*Aim:*
Starting at the line that holds "[spot] the dry", copy every line exactly through the end of the data, and no others.
* BEGIN Records supplied *
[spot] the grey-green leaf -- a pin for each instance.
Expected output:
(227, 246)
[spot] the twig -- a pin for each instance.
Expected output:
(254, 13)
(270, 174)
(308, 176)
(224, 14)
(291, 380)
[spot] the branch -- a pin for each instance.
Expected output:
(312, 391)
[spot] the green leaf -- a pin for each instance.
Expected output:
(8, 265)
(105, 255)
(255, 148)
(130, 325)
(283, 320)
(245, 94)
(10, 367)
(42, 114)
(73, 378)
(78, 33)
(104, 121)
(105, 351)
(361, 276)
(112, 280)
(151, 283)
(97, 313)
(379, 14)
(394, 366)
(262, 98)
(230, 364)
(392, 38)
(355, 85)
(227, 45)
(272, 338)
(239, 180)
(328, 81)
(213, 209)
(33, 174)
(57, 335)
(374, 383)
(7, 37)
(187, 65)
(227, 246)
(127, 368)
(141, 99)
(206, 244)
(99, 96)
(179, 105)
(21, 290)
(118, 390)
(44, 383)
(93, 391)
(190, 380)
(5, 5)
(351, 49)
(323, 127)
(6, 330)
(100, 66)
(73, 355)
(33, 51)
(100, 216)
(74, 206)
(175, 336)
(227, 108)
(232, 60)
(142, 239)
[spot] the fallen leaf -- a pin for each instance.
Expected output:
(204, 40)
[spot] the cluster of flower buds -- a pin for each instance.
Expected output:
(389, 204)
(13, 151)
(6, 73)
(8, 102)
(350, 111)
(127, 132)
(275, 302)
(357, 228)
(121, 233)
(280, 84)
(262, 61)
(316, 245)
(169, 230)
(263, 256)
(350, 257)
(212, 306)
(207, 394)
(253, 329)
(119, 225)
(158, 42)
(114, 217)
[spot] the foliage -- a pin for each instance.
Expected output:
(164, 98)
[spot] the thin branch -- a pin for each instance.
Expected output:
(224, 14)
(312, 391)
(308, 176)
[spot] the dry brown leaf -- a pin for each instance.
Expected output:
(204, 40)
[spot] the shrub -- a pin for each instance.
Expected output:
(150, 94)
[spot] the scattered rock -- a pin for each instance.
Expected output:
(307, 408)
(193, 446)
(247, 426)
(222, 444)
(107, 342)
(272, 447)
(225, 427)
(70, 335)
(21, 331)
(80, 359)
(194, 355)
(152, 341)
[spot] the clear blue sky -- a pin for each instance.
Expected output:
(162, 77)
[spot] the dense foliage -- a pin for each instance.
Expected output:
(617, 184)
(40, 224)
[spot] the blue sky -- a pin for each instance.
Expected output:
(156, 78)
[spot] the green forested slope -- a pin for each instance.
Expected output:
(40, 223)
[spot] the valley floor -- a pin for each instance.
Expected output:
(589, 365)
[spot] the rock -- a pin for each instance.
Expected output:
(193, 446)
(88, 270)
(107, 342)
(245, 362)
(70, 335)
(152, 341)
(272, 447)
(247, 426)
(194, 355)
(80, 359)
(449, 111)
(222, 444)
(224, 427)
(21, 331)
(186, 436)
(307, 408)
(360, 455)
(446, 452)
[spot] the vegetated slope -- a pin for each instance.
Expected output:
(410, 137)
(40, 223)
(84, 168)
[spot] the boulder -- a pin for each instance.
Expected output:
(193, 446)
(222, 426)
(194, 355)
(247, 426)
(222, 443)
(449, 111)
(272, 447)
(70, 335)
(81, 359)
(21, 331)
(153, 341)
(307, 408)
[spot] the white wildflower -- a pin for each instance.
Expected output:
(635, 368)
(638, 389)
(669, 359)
* END Records supplied *
*Answer to the problem:*
[spot] the dry brown leaf -- a pin for each instance.
Expected output:
(204, 40)
[spot] the shrub -- a pin for each instance.
Expected output:
(150, 94)
[spot] the scattered rock -- a pin for each instance.
Expected output:
(307, 408)
(193, 446)
(247, 426)
(222, 444)
(107, 342)
(272, 447)
(225, 427)
(70, 335)
(21, 331)
(80, 359)
(194, 355)
(152, 341)
[spot] the clear blue sky -- a pin for each instance.
Expected output:
(162, 77)
[spot] the dense foliage -- a pin for each instance.
Expected output:
(617, 184)
(40, 224)
[spot] the blue sky -- a pin for each instance.
Expected output:
(156, 78)
[spot] the green forested slope -- a pin for each instance.
Expected output:
(40, 223)
[spot] the valley floor -- a pin for each instance.
Expected output:
(589, 365)
[spot] the rock -- a pin for each instance.
Expected output:
(193, 446)
(88, 270)
(107, 342)
(245, 362)
(70, 335)
(152, 341)
(272, 447)
(247, 426)
(194, 355)
(80, 359)
(449, 111)
(222, 444)
(224, 427)
(21, 331)
(186, 436)
(307, 408)
(360, 455)
(446, 452)
[spot] the vegetated slope -- a pin for each instance.
Expected output:
(410, 137)
(40, 223)
(84, 168)
[spot] the boulder -- a pin for each instance.
Expected output:
(193, 446)
(222, 426)
(194, 355)
(247, 426)
(222, 443)
(449, 111)
(272, 447)
(70, 335)
(81, 359)
(21, 331)
(153, 341)
(307, 408)
[spot] the white wildflower -- a pin for each instance.
Expected output:
(635, 368)
(638, 389)
(669, 359)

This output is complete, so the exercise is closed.